**Work request**
Will you write out all the entries below exactly?

**Data to process**
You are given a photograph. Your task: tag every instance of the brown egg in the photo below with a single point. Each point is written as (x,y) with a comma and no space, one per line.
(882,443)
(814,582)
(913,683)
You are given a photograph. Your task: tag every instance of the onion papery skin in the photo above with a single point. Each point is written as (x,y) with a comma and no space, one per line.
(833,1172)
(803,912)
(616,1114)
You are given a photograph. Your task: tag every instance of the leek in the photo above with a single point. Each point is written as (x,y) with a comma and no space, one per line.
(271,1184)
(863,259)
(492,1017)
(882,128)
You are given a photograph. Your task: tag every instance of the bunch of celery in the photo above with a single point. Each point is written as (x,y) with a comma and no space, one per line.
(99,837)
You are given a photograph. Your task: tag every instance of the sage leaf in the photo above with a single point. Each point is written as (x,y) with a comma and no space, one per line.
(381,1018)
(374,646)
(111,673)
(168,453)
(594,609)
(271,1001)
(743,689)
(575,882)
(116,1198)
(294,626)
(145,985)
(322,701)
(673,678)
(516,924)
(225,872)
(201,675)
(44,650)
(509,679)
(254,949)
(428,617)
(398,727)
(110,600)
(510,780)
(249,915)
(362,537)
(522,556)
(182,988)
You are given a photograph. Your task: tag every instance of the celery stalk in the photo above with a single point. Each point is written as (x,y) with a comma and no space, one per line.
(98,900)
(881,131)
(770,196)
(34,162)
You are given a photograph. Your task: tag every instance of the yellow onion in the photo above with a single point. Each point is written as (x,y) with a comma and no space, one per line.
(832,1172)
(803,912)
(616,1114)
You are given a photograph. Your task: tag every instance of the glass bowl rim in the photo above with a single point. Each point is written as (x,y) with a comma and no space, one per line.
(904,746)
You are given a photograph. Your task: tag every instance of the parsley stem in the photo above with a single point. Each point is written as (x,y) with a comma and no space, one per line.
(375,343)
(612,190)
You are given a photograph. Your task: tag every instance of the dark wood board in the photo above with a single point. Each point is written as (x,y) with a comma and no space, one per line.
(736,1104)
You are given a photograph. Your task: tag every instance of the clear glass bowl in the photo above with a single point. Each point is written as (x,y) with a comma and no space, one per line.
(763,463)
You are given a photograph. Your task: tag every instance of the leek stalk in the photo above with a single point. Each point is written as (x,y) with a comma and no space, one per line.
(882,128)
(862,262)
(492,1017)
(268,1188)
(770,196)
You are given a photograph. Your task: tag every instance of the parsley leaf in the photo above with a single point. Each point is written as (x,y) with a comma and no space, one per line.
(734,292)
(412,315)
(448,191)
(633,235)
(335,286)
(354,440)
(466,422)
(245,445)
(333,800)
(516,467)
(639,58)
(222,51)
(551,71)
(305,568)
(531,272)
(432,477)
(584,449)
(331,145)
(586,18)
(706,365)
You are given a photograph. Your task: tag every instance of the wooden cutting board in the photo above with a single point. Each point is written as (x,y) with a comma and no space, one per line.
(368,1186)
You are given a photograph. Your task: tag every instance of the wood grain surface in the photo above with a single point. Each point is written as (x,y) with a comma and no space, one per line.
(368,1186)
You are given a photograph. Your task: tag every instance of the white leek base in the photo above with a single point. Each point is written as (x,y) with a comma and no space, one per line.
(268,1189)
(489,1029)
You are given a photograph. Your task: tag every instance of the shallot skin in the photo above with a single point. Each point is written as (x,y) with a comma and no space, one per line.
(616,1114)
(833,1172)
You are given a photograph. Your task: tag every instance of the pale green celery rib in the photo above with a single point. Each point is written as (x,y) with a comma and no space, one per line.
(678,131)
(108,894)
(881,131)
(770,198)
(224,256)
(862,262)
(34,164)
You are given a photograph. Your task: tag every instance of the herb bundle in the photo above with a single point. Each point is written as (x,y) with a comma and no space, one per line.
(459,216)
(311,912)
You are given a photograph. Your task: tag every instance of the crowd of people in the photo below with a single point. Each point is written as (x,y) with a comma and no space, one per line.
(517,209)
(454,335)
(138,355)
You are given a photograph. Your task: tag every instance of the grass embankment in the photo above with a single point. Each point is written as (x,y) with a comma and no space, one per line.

**Solution**
You are given a photograph. Your task: tag every instance of the brown egg in the photo below with a single point. Each point is written as (x,y) with a comma and no space, one per line.
(882,443)
(814,582)
(913,683)
You are given a photograph. Your task: tag every instance of the onion papery skin in the photo above with a single point. Each point is written as (x,y) with a comma and no space, one per line.
(833,1172)
(803,912)
(616,1114)
You are given a photograph. Your task: tag every instance of the leek in the photo above with a single point. Each point is written as (x,y) with a comma and no space, one per line.
(271,1184)
(863,259)
(492,1017)
(882,128)
You are given a photograph. Your task: tag every instance of the bunch of celery in the photo above with a single point. Each point is written as (x,y) with a comma and no space, one per line.
(99,837)
You are given a photograph. Your task: tag every instance of the sage leaf in the photo above with a single point. Each point is written as (x,y) with a comma and no space, one per line.
(381,1018)
(374,646)
(111,673)
(168,453)
(594,609)
(271,1001)
(743,689)
(575,882)
(116,1198)
(294,626)
(145,985)
(322,701)
(673,678)
(516,924)
(225,872)
(201,675)
(44,650)
(509,679)
(254,949)
(428,617)
(398,727)
(110,600)
(510,780)
(249,915)
(362,537)
(522,556)
(182,988)
You are given a photograph. Your task: tag every instance of the celery stalk in the photo above with a single point. Each point is written as (x,y) with a comma and no space, one per line.
(98,900)
(881,131)
(770,196)
(34,162)
You are given a photograph. Your task: tag every instance of the yellow onion in the photo above with a single point. Each point is written as (x,y) with a comma and no space, one per line.
(832,1172)
(803,912)
(616,1114)
You are given a photograph. Your task: tag every instance of the glass bowl rim in the photo above with a single point. Each point is written as (x,y) with a comma and no space, one per line.
(904,746)
You are given a photograph. Your task: tag every instance of the parsley stem in the photo above with a single point. Each point is written as (x,y) with a comma and no space, one per line.
(375,343)
(612,190)
You are given a photograph. Your task: tag every instance of the dark wood board in the photo above with a single point. Each point is written as (x,y) with a comma and no space, one per line.
(736,1104)
You are given a photograph. Your task: tag every instance of the clear glass bowl in the photo above with a single point. Each point is written as (x,y) with a comma and no space, one per line.
(763,463)
You are given a photograph. Your task: tag every instance of the leek stalk in the photo above with a single point. Each point is written as (x,y) with a comma and no space, one per line.
(882,128)
(862,262)
(492,1017)
(268,1188)
(770,196)
You are given a photograph. Your task: tag every instance of the parsley leaf in the photo above with a single point. Each point is written as (x,y) with a comma and no space, one per line.
(734,292)
(412,315)
(448,191)
(633,235)
(335,286)
(354,440)
(466,422)
(245,445)
(333,800)
(516,467)
(639,58)
(222,51)
(551,71)
(305,568)
(531,272)
(432,477)
(584,449)
(331,145)
(586,18)
(706,365)
You are given a photograph. Your task: tag every instance of the wooden cutting board in the photo above with a single point. Each point is written as (x,y) with a comma and no space, one per line.
(368,1186)
You are given a photograph. Your task: tag every instance of the wood grain surface in the photo above with a single point. Each point is written as (x,y) with a comma and no space, one per line.
(368,1186)
You are given a photograph. Your task: tag every instance of the white leek base in the photo above with a single point. Each point is written as (x,y) with a comma and no space, one per line.
(268,1189)
(489,1029)
You are given a photograph. Your task: tag every instance of the shallot skin in the photo above with a single point. Each point is written as (x,y) with a comma and no space, one per line.
(616,1114)
(833,1172)
You are given a photograph. Your task: tag every instance of the pale green celery rib in the photo above with a single point. Each point is written as (x,y) with a comma and no space, one per line.
(678,131)
(108,894)
(881,131)
(770,198)
(224,256)
(862,262)
(34,164)
You are given a photograph. Your task: tag every instance of the herb bundle in the photo above with a single point. Each point is written as (x,y) with a comma and no space, one per line.
(459,216)
(311,912)
You are given a photograph. Your task: tag every instance of the crowd of people in the photo below with a single point. Each point is written as (x,y) with a comma and no space, one per line.
(517,209)
(454,335)
(138,355)
You are given a photograph. Your task: tag every instance of the grass embankment in the photo above with a single point. Each point is written as (x,y) with a comma and no space, one per line.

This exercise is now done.